■ **WHAT IS NEEDED**
In the passage about bootleg Bart Simpson T-shirts, rewrite the part starting at "One eyewitness tells" and ending at "[12] (figure 2)", changing "eyewitness" to "observer".

One eyewitness tells of a hot new black Bart T-shirt on the streets of New York City: South African leader Nelson Mandela is standing over Bart, who’s saying, “He’s my hero.” … The only street phenomenon similar to this, in recent memory, was the bootleg, Afro-Americanized Mickey and Minnie Mouse T-shirts of a few years ago (“Yo baby, yo baby, yo ... ”). But that was peanuts compared with the unmitigated appropriation of Bart Simpson. [12] (figure 2)
The speed with which acts of appropriation spread is indicative of its potency as political speech, which in this case addresses prevailing inequities in representation (the whiteness of cultural products, and the absence of people of color within mass media), and moreover, such counterfeiting operations are able to outflank most attempts at quelling it both by the dynamic speed with which they act, as well as the dispersion of the counterfeit products across a large field of small scale producers. Twentieth Century Fox, holder of the Simpsons trademark, had to accept that they could not shut down the illegal usage of their brand; as the Simpsons’ creator Matt Groening described, “There have been busts all over the country.”[13] Twentieth Century Fox could only demonstrate attempts to preserve their property rights in the eye of the law, and wait out the trend. Still, the lost revenue represented by the bootleg T-shirt sales they did not profit from (and this is debatable, since Fox never produced any “Black Bart” T-shirts nor planned to do so) is far outpaced by the increased value, currency, and viewership the brand acquired through the widespread improvised use of their trademark.

■ **DATA SEGMENT**
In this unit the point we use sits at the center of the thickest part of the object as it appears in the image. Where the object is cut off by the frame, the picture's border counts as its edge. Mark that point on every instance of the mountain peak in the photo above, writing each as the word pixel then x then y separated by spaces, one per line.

■ **RESULT FOR THIS TASK**
One observer tells of a hot new black Bart T-shirt on the streets of New York City: South African leader Nelson Mandela is standing over Bart, who’s saying, “He’s my hero.” … The only street phenomenon similar to this, in recent memory, was the bootleg, Afro-Americanized Mickey and Minnie Mouse T-shirts of a few years ago (“Yo baby, yo baby, yo ... ”). But that was peanuts compared with the unmitigated appropriation of Bart Simpson. [12] (figure 2)